> _To do_: Print the listing that follows, character for character.

> _Task inputs_:
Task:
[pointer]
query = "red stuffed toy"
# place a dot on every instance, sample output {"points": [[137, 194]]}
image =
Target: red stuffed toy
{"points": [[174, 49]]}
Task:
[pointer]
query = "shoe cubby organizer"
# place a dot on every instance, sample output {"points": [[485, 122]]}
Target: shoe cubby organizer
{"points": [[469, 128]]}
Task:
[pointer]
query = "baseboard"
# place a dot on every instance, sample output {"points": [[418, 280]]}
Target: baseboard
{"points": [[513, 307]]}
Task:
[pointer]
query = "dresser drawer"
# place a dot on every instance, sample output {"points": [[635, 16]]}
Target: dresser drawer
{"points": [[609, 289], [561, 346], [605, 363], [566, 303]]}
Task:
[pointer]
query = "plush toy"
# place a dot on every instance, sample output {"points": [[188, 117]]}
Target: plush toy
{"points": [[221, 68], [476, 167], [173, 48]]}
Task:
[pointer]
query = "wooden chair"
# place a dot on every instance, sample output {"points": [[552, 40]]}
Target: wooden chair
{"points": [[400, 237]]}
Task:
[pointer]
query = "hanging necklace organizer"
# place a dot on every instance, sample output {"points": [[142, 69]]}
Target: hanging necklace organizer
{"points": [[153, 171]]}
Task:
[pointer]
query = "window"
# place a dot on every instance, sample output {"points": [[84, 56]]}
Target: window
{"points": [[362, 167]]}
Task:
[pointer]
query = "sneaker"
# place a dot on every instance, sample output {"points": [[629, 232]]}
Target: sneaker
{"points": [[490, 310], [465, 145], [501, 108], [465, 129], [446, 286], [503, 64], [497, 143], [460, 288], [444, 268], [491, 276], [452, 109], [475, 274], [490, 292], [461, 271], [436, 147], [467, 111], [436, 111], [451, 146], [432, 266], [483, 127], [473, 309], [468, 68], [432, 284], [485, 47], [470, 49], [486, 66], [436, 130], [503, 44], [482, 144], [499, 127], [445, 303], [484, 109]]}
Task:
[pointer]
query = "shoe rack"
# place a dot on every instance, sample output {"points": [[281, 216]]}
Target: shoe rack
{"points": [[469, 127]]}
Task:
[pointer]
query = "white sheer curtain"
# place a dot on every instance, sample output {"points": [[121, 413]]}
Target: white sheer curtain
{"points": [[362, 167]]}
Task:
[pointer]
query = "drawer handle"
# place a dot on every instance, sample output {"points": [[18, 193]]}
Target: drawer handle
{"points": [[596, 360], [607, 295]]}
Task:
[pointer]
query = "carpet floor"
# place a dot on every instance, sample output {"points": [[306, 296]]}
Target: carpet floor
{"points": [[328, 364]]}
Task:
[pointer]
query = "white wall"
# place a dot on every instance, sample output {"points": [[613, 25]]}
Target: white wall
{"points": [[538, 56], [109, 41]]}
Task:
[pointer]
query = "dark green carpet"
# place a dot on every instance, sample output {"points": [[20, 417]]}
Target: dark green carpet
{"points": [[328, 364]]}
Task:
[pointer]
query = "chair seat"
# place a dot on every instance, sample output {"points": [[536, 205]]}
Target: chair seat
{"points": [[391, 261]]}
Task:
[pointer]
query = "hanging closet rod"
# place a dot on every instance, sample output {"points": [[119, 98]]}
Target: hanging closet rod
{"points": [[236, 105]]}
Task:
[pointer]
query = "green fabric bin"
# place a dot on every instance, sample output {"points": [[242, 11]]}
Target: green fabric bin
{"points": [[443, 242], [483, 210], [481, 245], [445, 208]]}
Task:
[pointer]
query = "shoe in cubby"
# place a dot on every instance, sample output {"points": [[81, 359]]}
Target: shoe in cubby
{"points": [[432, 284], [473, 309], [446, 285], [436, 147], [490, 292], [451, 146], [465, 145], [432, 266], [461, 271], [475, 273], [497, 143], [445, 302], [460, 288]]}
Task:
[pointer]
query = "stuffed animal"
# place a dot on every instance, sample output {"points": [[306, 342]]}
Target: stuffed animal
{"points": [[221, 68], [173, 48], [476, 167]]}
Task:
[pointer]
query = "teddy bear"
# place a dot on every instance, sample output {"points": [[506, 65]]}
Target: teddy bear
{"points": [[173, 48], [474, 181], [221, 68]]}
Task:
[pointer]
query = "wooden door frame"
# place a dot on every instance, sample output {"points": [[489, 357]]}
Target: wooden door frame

> _Solution to the problem_:
Task:
[pointer]
query = "red stuffed toy"
# place a dot on every instance, sample output {"points": [[137, 194]]}
image =
Target: red stuffed toy
{"points": [[174, 49]]}
Task:
[pointer]
query = "shoe cubby organizer"
# place a dot on every instance, sample output {"points": [[485, 122]]}
Target: shoe cubby organizer
{"points": [[469, 128]]}
Task:
[pointer]
query = "baseboard"
# place a dot on every instance, sample output {"points": [[418, 280]]}
Target: baseboard
{"points": [[513, 307]]}
Task:
[pointer]
query = "dresser drawer"
# place a dot on every instance, sample output {"points": [[635, 16]]}
Target: dresser drawer
{"points": [[609, 289], [561, 346], [605, 363], [566, 303]]}
Task:
[pointer]
query = "plush toy"
# place a dot on every instance, sample output {"points": [[188, 117]]}
Target: plush toy
{"points": [[221, 68], [476, 167], [173, 48]]}
Task:
[pointer]
query = "wooden chair"
# place a dot on every instance, sample output {"points": [[552, 40]]}
Target: wooden chair
{"points": [[400, 237]]}
Task:
[pointer]
query = "hanging necklace organizer"
# place a dot on every instance, sample output {"points": [[142, 69]]}
Target: hanging necklace organizer
{"points": [[153, 171]]}
Task:
[pointer]
query = "window"
# place a dot on every instance, sample output {"points": [[84, 56]]}
Target: window
{"points": [[362, 167]]}
Task:
[pointer]
query = "sneaker"
# place a dot on every instance, sample output {"points": [[629, 232]]}
Target: sneaker
{"points": [[490, 310], [465, 145], [501, 108], [465, 129], [446, 286], [503, 64], [497, 143], [460, 288], [444, 268], [491, 276], [452, 109], [475, 274], [490, 292], [461, 271], [436, 147], [467, 111], [436, 111], [451, 146], [432, 266], [483, 127], [473, 309], [468, 68], [432, 284], [485, 47], [470, 49], [486, 66], [436, 130], [503, 44], [482, 144], [499, 127], [445, 303], [484, 109]]}
Task:
[pointer]
query = "shoe rack"
# place a dot on every instance, sample output {"points": [[281, 216]]}
Target: shoe rack
{"points": [[469, 127]]}
Task:
[pointer]
query = "white sheer curtain"
# place a dot on every instance, sample output {"points": [[121, 413]]}
Target: white sheer curtain
{"points": [[362, 167]]}
Task:
[pointer]
query = "drawer handle"
# place a dot on every instance, sample output {"points": [[18, 193]]}
Target: drawer handle
{"points": [[596, 360], [607, 295]]}
Task:
[pointer]
query = "carpet floor"
# place a dot on every instance, sample output {"points": [[306, 296]]}
Target: carpet floor
{"points": [[328, 364]]}
Task:
[pointer]
query = "white wall"
# place a dot on every instance, sample output {"points": [[613, 25]]}
Target: white wall
{"points": [[538, 56], [109, 41]]}
Task:
[pointer]
query = "dark green carpet"
# place a dot on every instance, sample output {"points": [[20, 417]]}
Target: dark green carpet
{"points": [[328, 364]]}
Task:
[pointer]
query = "chair seat"
# place a dot on every instance, sample output {"points": [[536, 205]]}
Target: chair seat
{"points": [[391, 261]]}
Task:
[pointer]
query = "hanging closet rod"
# place a dot on every instance, sample output {"points": [[119, 98]]}
Target: hanging closet rod
{"points": [[236, 105]]}
Task:
[pointer]
query = "green fabric bin"
# place a dot on every instance, sample output {"points": [[242, 11]]}
Target: green fabric bin
{"points": [[443, 242], [483, 210], [481, 245], [445, 208]]}
Task:
[pointer]
query = "shoe in cubby"
# place a dot on every instance, sample output {"points": [[81, 359]]}
Target: shoe in cubby
{"points": [[432, 284], [473, 309], [446, 285], [436, 147], [490, 292], [451, 146], [465, 145], [432, 266], [461, 271], [475, 273], [497, 143], [445, 302], [460, 288]]}
Task:
[pointer]
query = "stuffed animal"
# place a dot on every instance, sample output {"points": [[306, 342]]}
Target: stuffed animal
{"points": [[221, 68], [173, 48], [476, 167]]}
Task:
[pointer]
query = "teddy bear"
# place a dot on every instance, sample output {"points": [[506, 65]]}
Target: teddy bear
{"points": [[173, 48], [474, 181], [221, 68]]}
Task:
[pointer]
query = "wooden door frame"
# place a dot on every instance, sample output {"points": [[489, 357]]}
Target: wooden door frame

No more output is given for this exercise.